**TASK DETAILS**
Give the lines of the records below as a JSON list of strings, with one string per line and blank lines left out.

**Shape annotation entries**
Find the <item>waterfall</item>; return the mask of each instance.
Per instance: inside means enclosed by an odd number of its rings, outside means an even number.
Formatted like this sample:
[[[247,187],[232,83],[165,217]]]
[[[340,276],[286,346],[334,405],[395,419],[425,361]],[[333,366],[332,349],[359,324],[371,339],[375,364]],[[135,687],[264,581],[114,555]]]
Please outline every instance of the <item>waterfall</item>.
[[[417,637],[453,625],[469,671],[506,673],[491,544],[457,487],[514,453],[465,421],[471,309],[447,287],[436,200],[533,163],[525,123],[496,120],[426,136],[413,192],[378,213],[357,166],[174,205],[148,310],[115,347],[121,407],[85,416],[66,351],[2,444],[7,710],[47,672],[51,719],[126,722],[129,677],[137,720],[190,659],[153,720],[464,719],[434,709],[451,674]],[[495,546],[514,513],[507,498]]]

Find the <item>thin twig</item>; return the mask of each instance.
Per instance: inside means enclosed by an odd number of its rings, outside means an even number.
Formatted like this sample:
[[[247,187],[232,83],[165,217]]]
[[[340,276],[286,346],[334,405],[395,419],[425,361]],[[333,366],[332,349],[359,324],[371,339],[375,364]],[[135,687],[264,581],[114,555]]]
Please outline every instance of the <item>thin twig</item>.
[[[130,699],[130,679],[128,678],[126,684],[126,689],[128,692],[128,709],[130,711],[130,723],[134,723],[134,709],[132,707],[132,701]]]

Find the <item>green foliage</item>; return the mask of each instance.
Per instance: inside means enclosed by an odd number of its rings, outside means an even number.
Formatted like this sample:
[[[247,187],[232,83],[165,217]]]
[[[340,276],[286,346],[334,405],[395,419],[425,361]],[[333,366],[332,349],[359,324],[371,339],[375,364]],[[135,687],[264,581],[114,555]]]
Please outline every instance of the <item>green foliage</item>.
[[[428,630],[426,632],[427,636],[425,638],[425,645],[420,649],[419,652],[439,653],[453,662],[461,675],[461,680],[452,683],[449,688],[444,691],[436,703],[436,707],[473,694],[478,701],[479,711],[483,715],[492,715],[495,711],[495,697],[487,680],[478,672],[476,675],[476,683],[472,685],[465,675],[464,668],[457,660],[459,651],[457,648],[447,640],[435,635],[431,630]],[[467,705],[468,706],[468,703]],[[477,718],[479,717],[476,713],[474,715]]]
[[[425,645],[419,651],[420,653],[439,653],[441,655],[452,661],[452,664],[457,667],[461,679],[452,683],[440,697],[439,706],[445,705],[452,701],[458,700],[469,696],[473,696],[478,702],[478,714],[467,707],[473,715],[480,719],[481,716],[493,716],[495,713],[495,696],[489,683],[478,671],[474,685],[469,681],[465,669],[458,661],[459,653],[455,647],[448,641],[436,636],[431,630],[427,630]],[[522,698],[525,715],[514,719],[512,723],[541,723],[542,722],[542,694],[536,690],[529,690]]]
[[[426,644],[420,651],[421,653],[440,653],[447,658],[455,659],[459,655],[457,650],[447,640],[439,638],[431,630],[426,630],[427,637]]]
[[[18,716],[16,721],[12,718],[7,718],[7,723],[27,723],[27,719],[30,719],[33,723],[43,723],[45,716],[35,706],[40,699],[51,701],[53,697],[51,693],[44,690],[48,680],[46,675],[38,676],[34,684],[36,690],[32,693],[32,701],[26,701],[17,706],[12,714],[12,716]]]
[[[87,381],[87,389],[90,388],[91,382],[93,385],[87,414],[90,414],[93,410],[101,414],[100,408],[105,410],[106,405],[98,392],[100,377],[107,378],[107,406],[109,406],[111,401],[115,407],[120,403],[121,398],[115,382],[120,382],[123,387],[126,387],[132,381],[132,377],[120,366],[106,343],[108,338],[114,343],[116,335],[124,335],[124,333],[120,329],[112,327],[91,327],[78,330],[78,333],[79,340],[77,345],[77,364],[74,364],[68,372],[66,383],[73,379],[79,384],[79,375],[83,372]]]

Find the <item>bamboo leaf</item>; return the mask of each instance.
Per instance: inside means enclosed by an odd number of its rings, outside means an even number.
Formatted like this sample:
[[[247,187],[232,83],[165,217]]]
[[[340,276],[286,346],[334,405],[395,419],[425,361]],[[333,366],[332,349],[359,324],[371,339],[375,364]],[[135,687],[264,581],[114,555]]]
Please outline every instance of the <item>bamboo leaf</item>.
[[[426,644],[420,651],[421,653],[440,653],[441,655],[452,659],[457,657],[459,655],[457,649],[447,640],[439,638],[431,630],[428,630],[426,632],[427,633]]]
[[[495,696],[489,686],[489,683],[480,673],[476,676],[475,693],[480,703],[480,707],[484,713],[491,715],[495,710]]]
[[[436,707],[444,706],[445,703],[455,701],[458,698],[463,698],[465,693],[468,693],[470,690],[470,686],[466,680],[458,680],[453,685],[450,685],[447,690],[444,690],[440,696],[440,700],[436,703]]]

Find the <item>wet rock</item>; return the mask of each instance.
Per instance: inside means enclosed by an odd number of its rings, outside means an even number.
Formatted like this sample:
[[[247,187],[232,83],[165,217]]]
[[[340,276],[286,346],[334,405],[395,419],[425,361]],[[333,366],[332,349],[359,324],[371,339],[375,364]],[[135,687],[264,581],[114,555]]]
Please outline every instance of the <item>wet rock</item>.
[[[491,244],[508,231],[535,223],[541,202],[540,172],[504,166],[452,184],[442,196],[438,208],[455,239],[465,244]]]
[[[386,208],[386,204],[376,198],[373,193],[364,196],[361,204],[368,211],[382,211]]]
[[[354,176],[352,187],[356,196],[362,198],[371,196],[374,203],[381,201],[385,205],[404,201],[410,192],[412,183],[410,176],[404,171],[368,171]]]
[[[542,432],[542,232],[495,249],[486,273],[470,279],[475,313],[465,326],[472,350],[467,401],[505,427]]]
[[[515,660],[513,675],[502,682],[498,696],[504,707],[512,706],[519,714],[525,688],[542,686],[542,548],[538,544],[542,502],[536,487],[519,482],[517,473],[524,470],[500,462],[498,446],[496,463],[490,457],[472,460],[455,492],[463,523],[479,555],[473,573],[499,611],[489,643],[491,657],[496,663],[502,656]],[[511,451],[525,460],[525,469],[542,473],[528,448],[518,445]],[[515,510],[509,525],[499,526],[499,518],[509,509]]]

**RESPONSE FOR THIS EXERCISE**
[
  "Find the <item>waterfall</item>; return the mask of each instance.",
  "Per instance: inside means enclosed by an odd number of its rings, outside means an even number.",
  "Formatted like this sample:",
  "[[[247,187],[232,83],[165,217]]]",
  "[[[340,276],[286,346],[334,405],[395,419],[425,361]],[[333,366],[332,349],[359,324],[371,339],[375,364]],[[135,687],[264,581],[114,555]]]",
  "Please outline every instance of the <item>waterfall</item>.",
  "[[[417,637],[453,625],[469,671],[506,673],[491,544],[457,487],[514,453],[465,421],[471,309],[447,287],[436,200],[533,163],[525,123],[496,120],[426,136],[413,192],[378,213],[357,166],[174,205],[148,310],[115,347],[121,407],[85,416],[66,351],[2,444],[7,710],[47,672],[51,719],[126,722],[129,677],[137,720],[190,659],[153,720],[464,719],[434,709],[451,674]],[[495,546],[514,513],[507,498]]]",
  "Find the <item>thin twig</item>; return the mask of each instance.",
  "Per instance: inside means enclosed by an odd number of its rings, outside means an even number.",
  "Formatted like this sample:",
  "[[[247,187],[232,83],[165,217]]]",
  "[[[340,276],[286,346],[334,405],[395,419],[425,361]],[[333,366],[332,349],[359,324],[371,339],[375,364]],[[135,687],[264,581],[114,555]]]",
  "Please outline every instance of the <item>thin twig</item>.",
  "[[[130,699],[130,679],[128,678],[126,684],[126,689],[128,692],[128,709],[130,711],[130,723],[134,723],[134,709],[132,707],[132,701]]]",
  "Find the <item>green foliage</item>; return the mask of each instance.",
  "Per instance: inside means enclosed by an odd number of its rings, outside means an even number.",
  "Formatted like this sample:",
  "[[[247,187],[232,83],[165,217]]]",
  "[[[340,276],[286,346],[334,405],[395,419],[425,361]],[[333,366],[332,349],[359,324],[371,339],[375,364]],[[135,687],[264,581],[114,555]]]",
  "Please outline every instance of the <item>green foliage</item>.",
  "[[[428,630],[426,632],[427,636],[425,638],[425,645],[420,649],[419,652],[439,653],[453,662],[461,675],[461,680],[452,683],[449,688],[444,691],[436,703],[436,707],[473,694],[478,701],[479,711],[483,715],[492,715],[495,711],[495,697],[487,680],[478,672],[476,675],[476,683],[472,685],[465,675],[464,668],[457,660],[459,651],[457,648],[447,640],[435,635],[431,630]],[[467,705],[468,706],[468,703]],[[477,718],[479,717],[476,713],[474,715]]]",
  "[[[425,645],[419,651],[420,653],[439,653],[441,655],[452,661],[452,664],[457,667],[461,679],[452,683],[440,697],[439,706],[445,705],[452,701],[458,700],[469,696],[473,696],[478,702],[478,714],[467,707],[473,715],[480,719],[481,716],[493,716],[495,713],[495,696],[489,683],[478,671],[474,685],[469,681],[465,669],[458,661],[459,653],[455,647],[448,641],[436,636],[431,630],[427,630]],[[522,698],[525,715],[514,719],[512,723],[541,723],[542,722],[542,694],[536,690],[529,690]]]",
  "[[[426,644],[420,651],[421,653],[440,653],[447,658],[455,659],[459,655],[457,650],[447,640],[439,638],[431,630],[426,630],[427,637]]]",
  "[[[18,716],[16,721],[12,718],[7,718],[7,723],[27,723],[27,719],[30,719],[33,723],[43,723],[45,716],[35,706],[40,699],[51,701],[53,697],[51,693],[44,690],[48,680],[46,675],[38,676],[34,684],[36,690],[32,693],[32,701],[26,701],[17,706],[12,714],[12,716]]]",
  "[[[87,381],[87,389],[90,388],[91,382],[93,385],[87,414],[90,414],[93,410],[101,414],[100,408],[105,410],[106,405],[98,392],[100,377],[107,378],[107,406],[109,406],[111,401],[115,407],[120,403],[121,398],[115,382],[120,382],[123,387],[126,387],[132,381],[132,377],[120,366],[106,343],[108,338],[114,343],[116,335],[124,335],[124,333],[120,329],[112,327],[91,327],[78,330],[78,333],[79,340],[77,345],[77,364],[74,364],[68,372],[66,383],[73,379],[79,384],[79,375],[83,372]]]",
  "Find the <item>bamboo leaf</item>; return the mask of each instance.",
  "Per instance: inside means enclosed by an odd number of its rings, outside means an even number.",
  "Formatted like this sample:",
  "[[[247,187],[232,83],[165,217]]]",
  "[[[340,276],[286,346],[334,405],[395,419],[425,361]],[[333,366],[332,349],[359,324],[371,339],[375,364]],[[135,687],[264,581],[114,555]]]",
  "Please outline every instance of the <item>bamboo leaf</item>.",
  "[[[426,644],[420,651],[421,653],[440,653],[441,655],[452,659],[457,657],[459,655],[457,649],[447,640],[439,638],[431,630],[428,630],[426,632],[427,633]]]",
  "[[[495,696],[489,686],[489,683],[480,673],[476,676],[475,693],[480,703],[480,707],[484,713],[491,715],[495,710]]]",
  "[[[436,707],[444,706],[445,703],[455,701],[458,698],[463,698],[465,693],[468,693],[470,690],[470,686],[466,680],[458,680],[453,685],[450,685],[447,690],[444,690],[440,696],[440,700],[436,703]]]",
  "Find the <item>wet rock</item>; return the mask of each instance.",
  "Per instance: inside means enclosed by an odd number of its rings, outside means an even number.",
  "Formatted like this sample:",
  "[[[247,187],[232,83],[165,217]]]",
  "[[[340,276],[286,346],[334,405],[395,419],[425,361]],[[333,366],[332,349],[359,324],[371,339],[375,364]],[[135,687],[264,581],[114,555]]]",
  "Please outline every instance of the <item>wet rock</item>.",
  "[[[491,244],[508,231],[535,223],[541,202],[540,172],[504,166],[452,184],[442,196],[438,208],[455,239],[465,244]]]",
  "[[[386,208],[386,204],[376,198],[373,193],[364,196],[361,204],[368,211],[382,211]]]",
  "[[[354,176],[352,187],[356,196],[362,198],[371,196],[374,203],[381,201],[385,205],[404,201],[410,192],[412,183],[410,176],[404,171],[368,171]]]",
  "[[[542,432],[542,232],[495,249],[486,273],[470,279],[475,313],[465,326],[472,350],[467,401],[505,427]]]",
  "[[[515,660],[513,675],[502,682],[498,696],[504,707],[512,706],[519,714],[525,688],[542,686],[542,548],[538,544],[542,502],[536,487],[519,482],[517,473],[524,470],[500,462],[498,446],[496,463],[490,457],[472,460],[455,492],[463,523],[479,555],[473,573],[499,611],[489,643],[491,657],[496,663],[502,656]],[[511,451],[525,460],[525,469],[542,473],[528,448],[518,445]],[[515,510],[509,525],[499,526],[499,518],[509,509]]]"
]